What you should do
Format every line below as a JSON list of strings, one string per line and no entries for blank lines. Leave the image out of your answer.

────────────────

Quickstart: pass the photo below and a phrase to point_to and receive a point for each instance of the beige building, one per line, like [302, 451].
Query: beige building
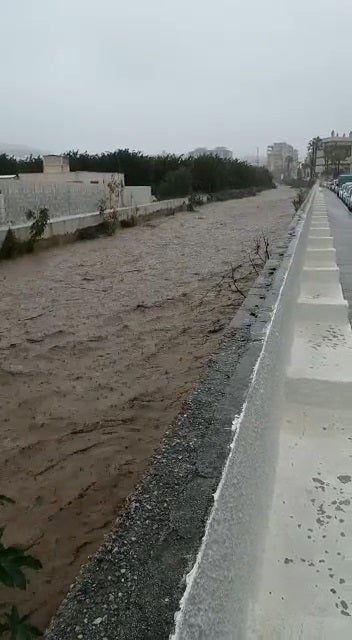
[221, 152]
[56, 169]
[282, 161]
[334, 155]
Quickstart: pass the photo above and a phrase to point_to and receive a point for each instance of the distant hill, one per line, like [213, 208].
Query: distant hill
[19, 150]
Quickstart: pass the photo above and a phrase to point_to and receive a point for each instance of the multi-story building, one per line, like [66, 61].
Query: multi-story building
[282, 161]
[334, 155]
[221, 152]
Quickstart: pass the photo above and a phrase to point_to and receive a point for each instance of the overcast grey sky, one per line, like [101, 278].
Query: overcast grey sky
[173, 75]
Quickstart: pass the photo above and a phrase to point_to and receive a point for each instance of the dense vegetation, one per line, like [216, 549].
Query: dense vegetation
[169, 175]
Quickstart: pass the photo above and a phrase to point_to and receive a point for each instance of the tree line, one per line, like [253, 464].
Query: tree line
[169, 175]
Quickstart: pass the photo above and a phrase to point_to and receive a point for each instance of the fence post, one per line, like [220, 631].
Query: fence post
[2, 209]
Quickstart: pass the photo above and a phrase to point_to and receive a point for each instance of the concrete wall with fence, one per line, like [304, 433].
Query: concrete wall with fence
[69, 224]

────────────────

Answer for this exercise
[
  "Quickstart: pass the photo below and a phrase to point_to and receive a point for each instance of the beige building, one per line, like [302, 451].",
  "Query: beige building",
  "[221, 152]",
  "[56, 169]",
  "[282, 161]",
  "[334, 155]",
  "Quickstart: pass the photo above and a phrase to point_to and receive a point for each instance of the distant hill, one per line, like [213, 208].",
  "Query: distant hill",
  "[19, 150]",
  "Quickstart: pass the photo above and a phrase to point_to and receive a point for each instance of the multi-story building, one per line, like [66, 61].",
  "Query: multi-story building",
  "[282, 161]",
  "[334, 155]",
  "[221, 152]",
  "Quickstart: pass the photo above and a phrase to point_to and receive a point for each instance of the overcast grey sky, one per line, like [101, 278].",
  "Query: overcast grey sky",
  "[173, 75]",
  "Quickstart: pass the photo above and a phrase to point_to and receive a point for each instance of the dense vegetation, one per line, like [216, 549].",
  "Query: dense vegetation",
  "[169, 175]",
  "Quickstart: pass the photo above and a phrase to point_to and receive a point for each instance of the tree line, one per line, like [253, 464].",
  "Query: tree line",
  "[169, 175]",
  "Quickstart: pass the photo above and a phrase to point_to and receive a point for each instance of the fence post, one per line, like [220, 631].",
  "Query: fence post",
  "[2, 209]",
  "Quickstart: pass the photo above and a phrase to point_to and receive a point for each instance of the concrete wall with fence, one per line, like [304, 433].",
  "Query: concrete wall with fence",
  "[69, 224]"
]